(Records from a data source)
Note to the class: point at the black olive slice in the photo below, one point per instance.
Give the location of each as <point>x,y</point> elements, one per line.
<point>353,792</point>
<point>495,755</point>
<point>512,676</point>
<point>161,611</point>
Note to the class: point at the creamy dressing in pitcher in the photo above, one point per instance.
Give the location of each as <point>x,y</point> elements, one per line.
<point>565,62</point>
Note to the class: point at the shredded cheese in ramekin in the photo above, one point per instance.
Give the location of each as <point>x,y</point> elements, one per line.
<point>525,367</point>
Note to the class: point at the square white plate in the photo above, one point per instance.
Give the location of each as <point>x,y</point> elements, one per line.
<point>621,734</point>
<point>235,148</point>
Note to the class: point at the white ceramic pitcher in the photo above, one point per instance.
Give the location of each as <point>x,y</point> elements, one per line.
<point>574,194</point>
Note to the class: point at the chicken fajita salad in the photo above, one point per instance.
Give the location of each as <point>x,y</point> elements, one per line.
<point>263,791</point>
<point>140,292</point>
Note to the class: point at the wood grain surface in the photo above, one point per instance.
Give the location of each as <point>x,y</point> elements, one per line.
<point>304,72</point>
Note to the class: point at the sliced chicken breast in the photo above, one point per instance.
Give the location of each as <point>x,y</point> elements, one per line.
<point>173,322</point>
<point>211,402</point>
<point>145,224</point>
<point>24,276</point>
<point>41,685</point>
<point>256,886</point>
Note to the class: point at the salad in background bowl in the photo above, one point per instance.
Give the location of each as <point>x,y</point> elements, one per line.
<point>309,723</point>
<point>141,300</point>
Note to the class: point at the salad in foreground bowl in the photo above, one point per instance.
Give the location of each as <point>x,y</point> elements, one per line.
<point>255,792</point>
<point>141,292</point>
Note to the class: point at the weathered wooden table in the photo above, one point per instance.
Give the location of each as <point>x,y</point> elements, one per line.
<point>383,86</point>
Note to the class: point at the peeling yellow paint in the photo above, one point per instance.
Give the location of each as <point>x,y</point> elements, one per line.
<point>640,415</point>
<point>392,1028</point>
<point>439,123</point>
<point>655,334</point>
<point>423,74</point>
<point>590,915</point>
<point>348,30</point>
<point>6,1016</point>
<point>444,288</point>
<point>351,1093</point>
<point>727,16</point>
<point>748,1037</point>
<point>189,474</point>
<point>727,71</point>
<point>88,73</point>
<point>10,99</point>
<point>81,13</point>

Assigned task: Restate the data above word for word. Leave nothing out.

Answer box:
Note to the class: point at the black olive slice in the photo below, one point per instance.
Give the location of each as <point>x,y</point> elements, one per line.
<point>353,792</point>
<point>495,755</point>
<point>512,676</point>
<point>161,611</point>
Note to the class: point at the creamy dressing in pitcher in the photo above, one point per instance.
Give the location of each as <point>x,y</point> elements, one per line.
<point>565,62</point>
Note to the class: point at the shredded cheese in ramekin in the photo above, one point per instance.
Give the location of each as <point>x,y</point> elements, one per line.
<point>525,367</point>
Note to the class: point at the square white plate in the photo above, one point per instance.
Give the location of each as <point>x,y</point> elements, one per line.
<point>621,734</point>
<point>235,148</point>
Note to the class: point at the white ceramic pitcher in the photo above, one point per instance.
Give the location of each as <point>x,y</point> elements, one per line.
<point>574,194</point>
Note to the class: point at the chicken fajita salad in the photo above, one point per instance.
Give the location of each as <point>x,y</point> elements, one per line.
<point>263,791</point>
<point>140,292</point>
Note to the class: point at the wood grain surface in the photo above, one point per instance.
Give the location of each as <point>x,y</point> elements, one per line.
<point>304,72</point>
Note to the class: point at the sliced chicken breast in the photo above, one point per instance.
Give the location of each as <point>x,y</point> elements, one per line.
<point>173,322</point>
<point>211,402</point>
<point>145,224</point>
<point>24,276</point>
<point>41,685</point>
<point>256,886</point>
Note to the class: point at the salad in background bowl in the photo above, one point per instance.
Give the location of each as <point>x,y</point> elements, one per line.
<point>309,723</point>
<point>141,300</point>
Note to the class: point at the salad in foreground bowl in the photo above, one point per instance.
Give the location of each as <point>x,y</point> elements, one per line.
<point>255,792</point>
<point>141,292</point>
Note to the class: point at the weathered wooden table in the photo above, one point per instance.
Give the location of each as <point>x,y</point> elements, one per line.
<point>383,86</point>
Note to the class: point at the peeling yellow paint in the photo above, one point per instance.
Give the location of each as <point>x,y</point> elements, one per line.
<point>640,415</point>
<point>392,1028</point>
<point>439,123</point>
<point>655,334</point>
<point>423,74</point>
<point>590,915</point>
<point>348,30</point>
<point>6,1016</point>
<point>444,288</point>
<point>351,1093</point>
<point>727,16</point>
<point>748,1037</point>
<point>189,474</point>
<point>727,71</point>
<point>88,73</point>
<point>10,99</point>
<point>81,13</point>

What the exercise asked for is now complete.